Problem to work on: Restate the entries below word for word, omitting nothing.

─── Data for processing

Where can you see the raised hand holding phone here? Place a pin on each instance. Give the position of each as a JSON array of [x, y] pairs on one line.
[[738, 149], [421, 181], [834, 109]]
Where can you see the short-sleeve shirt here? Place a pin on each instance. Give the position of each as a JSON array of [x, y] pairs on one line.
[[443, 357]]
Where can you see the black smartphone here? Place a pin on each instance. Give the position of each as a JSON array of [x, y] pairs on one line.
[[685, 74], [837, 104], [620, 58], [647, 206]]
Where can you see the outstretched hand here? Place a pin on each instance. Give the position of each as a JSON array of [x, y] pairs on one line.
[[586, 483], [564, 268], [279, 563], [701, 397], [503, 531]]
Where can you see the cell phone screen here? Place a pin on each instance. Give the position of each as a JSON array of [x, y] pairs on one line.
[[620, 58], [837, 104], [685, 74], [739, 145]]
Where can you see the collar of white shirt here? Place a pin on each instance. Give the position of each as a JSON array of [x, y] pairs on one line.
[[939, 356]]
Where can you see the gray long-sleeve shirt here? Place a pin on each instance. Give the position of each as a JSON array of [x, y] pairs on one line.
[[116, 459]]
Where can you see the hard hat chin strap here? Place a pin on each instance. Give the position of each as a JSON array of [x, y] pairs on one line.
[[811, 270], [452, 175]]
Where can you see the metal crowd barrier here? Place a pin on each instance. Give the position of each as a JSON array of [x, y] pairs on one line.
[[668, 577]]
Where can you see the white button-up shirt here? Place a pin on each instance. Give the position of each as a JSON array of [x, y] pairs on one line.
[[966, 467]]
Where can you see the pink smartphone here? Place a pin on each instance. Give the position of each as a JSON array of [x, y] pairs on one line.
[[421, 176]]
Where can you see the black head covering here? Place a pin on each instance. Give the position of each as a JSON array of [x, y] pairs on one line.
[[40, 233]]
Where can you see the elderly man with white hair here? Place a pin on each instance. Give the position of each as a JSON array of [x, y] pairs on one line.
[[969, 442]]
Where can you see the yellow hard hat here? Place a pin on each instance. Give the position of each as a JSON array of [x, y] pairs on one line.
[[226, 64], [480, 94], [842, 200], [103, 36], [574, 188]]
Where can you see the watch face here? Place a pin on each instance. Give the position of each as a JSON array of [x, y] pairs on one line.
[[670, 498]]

──────

Task response:
Where can you see the raised hand holding phone here? Place a pin on each instance. Give the position of each as a JSON array of [x, y] pairs on one line.
[[738, 149], [421, 181], [834, 109]]
Where can you see the short-sleeve shirt here? Place a pin on each instance. Give the position of each as a JSON array of [x, y] pairs on one line.
[[443, 357]]
Where can you see the black smartphone here? Place a pin on each instance. Give the position of each as a JSON array of [x, y] pairs on one line.
[[685, 74], [837, 104], [620, 58], [647, 206]]
Where can you see the outstretched hand here? Place a pin on each instance. Give the position of each as a JSON array of [x, y] pairs on one line.
[[586, 483], [564, 268], [279, 563], [701, 397], [503, 531]]
Where can you see the cell phone screen here? Place a pin on each instance. Give the position of each as a JSON array of [x, y] pairs on one line.
[[620, 58], [837, 104], [685, 74], [739, 145]]
Where can you see the collar of white shirt here? Place a pin on each instance. Give the position of each as a JSON array of [x, y] pairs on one line.
[[939, 356]]
Where can you see the gray long-sleeve shirt here? Place a pin on each instance. Give the position of each as a JSON array of [x, y] pairs on one line.
[[116, 459]]
Where can you see the hard hat chin strap here? Place a pin on each instance. Give the position of each as a JSON array of [x, y] pairs on one line.
[[811, 270], [452, 175]]
Where can you see the metal crowd barrier here? Place a pin on each instance. Give the position of each as a JSON array of [x, y] pairs on one line.
[[668, 577]]
Where can you see the white button-up shirt here? Place a pin on each instance. Give the position of each as a JSON array of [x, y] pairs on one line.
[[966, 467]]
Where can you see the pink smartphone here? Place a pin on each instance. Give the position of each as a JSON array of [x, y] pairs on one line.
[[421, 176]]
Where can you see the black head covering here? Place a pin on each instance. Give the position of each as a JSON array of [x, y] pairs on one line.
[[40, 233]]
Where can you see the elderly man with white hair here? Place a pin on each instance. Give the position of each as a JSON array of [x, y] pairs on one line.
[[969, 442]]
Where can you see the yellow hard hat here? Place a pin on each instance. Give the position of each as a JSON array of [x, y] pairs on one line.
[[226, 64], [480, 94], [842, 200], [103, 36], [574, 188]]
Where can you see the watch face here? Place a pin on each instance. Give the position of each as a JSON array of [x, y] pairs on one line.
[[670, 498]]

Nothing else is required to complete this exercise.